- [DA SVOLGERE]
1) Aggiorna il tratto del testo fornito che va da "Com’è intuibile, si" fino a "però indicazioni confliggenti.", sostituendo "ripescaggio" con "ricollocamento".
2) Stabilisci se le seguenti affermazioni concordano con il testo fornito e rispondi sì o no a ciascuna, citando esattamente le parole del testo che lo decidono.
(a) Il repechage consiste nel dimostrare che in azienda non esistono altre soluzioni occupazionali adatte al lavoratore.
(b) La giurisprudenza dà indicazioni concordi sulla prova dell'impossibilità del ripescaggio.
(c) La prova viene indicata come particolarmente difficile soprattutto per le piccole imprese.
━━━━━ TESTO FORNITO
Le problematiche legate al licenziamento per giustificato motivo oggettivo non si riducono “solo” all’individuazione delle ragioni economiche e/o organizzative che possono legittimare l’interruzione del rapporto di lavoro e alla dimostrazione del legame che deve sussistere tra quelle ragioni e la soppressione di una ben determinata posizione lavorativa. Quando si decide di licenziare un lavoratore per giustificato motivo oggettivo si pone anche il problema del cosiddetto “repechage”, ovvero di dimostrare che per quel lavoratore, in azienda, non ci sono altre soluzioni occupazionali compatibili con la sua professionalità e con il suo pregresso percorso lavorativo.
Com’è intuibile, si tratta di una prova (soprattutto per le imprese medio-grandi) particolarmente difficile, al limite del “diabolico”, e dalle implicazioni gravi: se il repechage poteva essere effettuato, il licenziamento è illegittimo (e secondo qualche sentenza da ciò conseguirebbe addirittura la reintegrazione nel posto di lavoro per le aziende che occupano più di quindici dipendenti). Circa la prova dell’impossibilità del “ripescaggio”, la giurisprudenza fornisce però indicazioni confliggenti.
━━━━━━━━━━
━━━━━ VOCI
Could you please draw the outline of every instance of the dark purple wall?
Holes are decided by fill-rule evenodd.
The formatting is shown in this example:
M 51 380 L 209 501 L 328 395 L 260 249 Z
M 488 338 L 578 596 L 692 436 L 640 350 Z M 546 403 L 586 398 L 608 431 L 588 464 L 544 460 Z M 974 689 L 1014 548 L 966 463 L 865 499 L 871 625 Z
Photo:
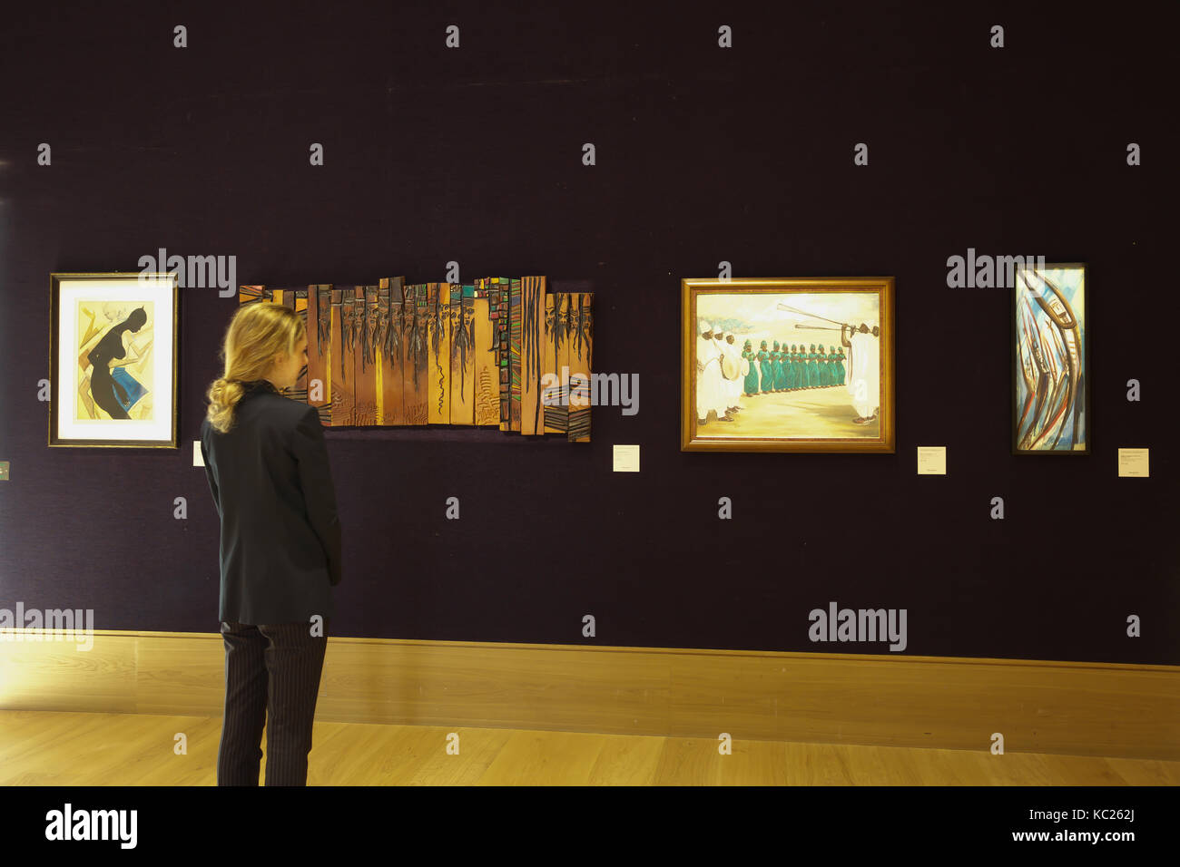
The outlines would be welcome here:
M 163 247 L 236 255 L 243 283 L 352 284 L 457 260 L 592 289 L 595 369 L 638 373 L 640 413 L 596 409 L 590 445 L 329 432 L 335 633 L 889 653 L 811 643 L 835 600 L 906 609 L 910 655 L 1180 662 L 1174 71 L 1149 9 L 139 6 L 5 11 L 0 606 L 217 629 L 191 444 L 236 301 L 182 291 L 179 451 L 51 449 L 52 271 Z M 945 284 L 969 247 L 1089 264 L 1090 455 L 1011 457 L 1009 293 Z M 680 280 L 722 260 L 896 276 L 896 454 L 680 451 Z M 611 472 L 616 442 L 641 473 Z M 916 475 L 919 445 L 948 447 L 945 478 Z M 1149 479 L 1116 478 L 1120 446 L 1152 448 Z

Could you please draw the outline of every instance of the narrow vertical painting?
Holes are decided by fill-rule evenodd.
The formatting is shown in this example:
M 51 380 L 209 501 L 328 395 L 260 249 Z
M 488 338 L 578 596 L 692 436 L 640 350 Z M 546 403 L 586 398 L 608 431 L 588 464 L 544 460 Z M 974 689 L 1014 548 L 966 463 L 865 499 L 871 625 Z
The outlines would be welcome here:
M 1089 454 L 1086 265 L 1016 270 L 1012 452 Z

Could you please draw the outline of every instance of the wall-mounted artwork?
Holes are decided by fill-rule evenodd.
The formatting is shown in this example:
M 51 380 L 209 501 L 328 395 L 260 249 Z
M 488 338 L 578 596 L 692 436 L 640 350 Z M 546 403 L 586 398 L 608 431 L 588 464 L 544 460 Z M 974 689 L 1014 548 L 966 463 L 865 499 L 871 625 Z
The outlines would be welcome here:
M 681 451 L 892 452 L 893 278 L 681 281 Z
M 1086 265 L 1020 268 L 1012 293 L 1012 452 L 1089 454 Z
M 175 274 L 50 275 L 50 445 L 177 447 Z
M 385 277 L 243 285 L 238 303 L 306 317 L 308 364 L 287 395 L 319 407 L 324 426 L 459 425 L 590 441 L 592 293 L 546 293 L 543 276 Z M 563 368 L 564 389 L 543 388 Z

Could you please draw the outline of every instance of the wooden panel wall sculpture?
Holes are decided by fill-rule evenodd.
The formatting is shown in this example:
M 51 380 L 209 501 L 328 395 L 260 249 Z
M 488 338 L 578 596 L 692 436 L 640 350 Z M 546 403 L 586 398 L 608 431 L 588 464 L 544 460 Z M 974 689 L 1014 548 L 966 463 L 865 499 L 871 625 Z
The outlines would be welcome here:
M 308 362 L 287 395 L 317 407 L 327 427 L 463 425 L 590 441 L 592 293 L 549 293 L 543 276 L 382 277 L 243 285 L 238 303 L 303 318 Z

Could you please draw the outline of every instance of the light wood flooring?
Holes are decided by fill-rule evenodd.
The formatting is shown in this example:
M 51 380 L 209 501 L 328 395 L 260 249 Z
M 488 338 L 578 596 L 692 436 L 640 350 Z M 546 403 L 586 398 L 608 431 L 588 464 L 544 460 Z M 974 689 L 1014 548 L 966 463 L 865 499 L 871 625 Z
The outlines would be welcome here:
M 0 711 L 0 784 L 215 786 L 222 720 Z M 186 738 L 177 755 L 176 735 Z M 459 754 L 447 754 L 457 734 Z M 453 741 L 453 738 L 451 738 Z M 1175 786 L 1180 762 L 317 722 L 309 786 Z M 266 736 L 262 743 L 266 751 Z M 266 757 L 263 757 L 264 780 Z

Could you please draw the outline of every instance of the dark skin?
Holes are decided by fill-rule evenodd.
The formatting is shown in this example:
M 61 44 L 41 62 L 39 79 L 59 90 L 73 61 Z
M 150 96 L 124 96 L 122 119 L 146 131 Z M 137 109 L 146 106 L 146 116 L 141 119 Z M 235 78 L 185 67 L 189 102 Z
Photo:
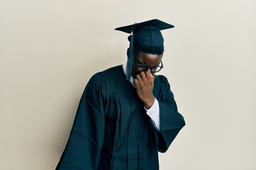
━━━━━━━━━━
- [RISPOSTE PER COMPITO]
1)
Com’è intuibile, si tratta di una prova (soprattutto per le imprese medio-grandi) particolarmente difficile, al limite del “diabolico”, e dalle implicazioni gravi: se il repechage poteva essere effettuato, il licenziamento è illegittimo (e secondo qualche sentenza da ciò conseguirebbe addirittura la reintegrazione nel posto di lavoro per le aziende che occupano più di quindici dipendenti). Circa la prova dell’impossibilità del “ricollocamento”, la giurisprudenza fornisce però indicazioni confliggenti.

2)
(a) Sì. Il testo parla di "dimostrare che per quel lavoratore, in azienda, non ci sono altre soluzioni occupazionali compatibili con la sua professionalità e con il suo pregresso percorso lavorativo".
(b) No. Il testo afferma che "la giurisprudenza fornisce però indicazioni confliggenti".
(c) No. Il testo precisa "(soprattutto per le imprese medio-grandi)".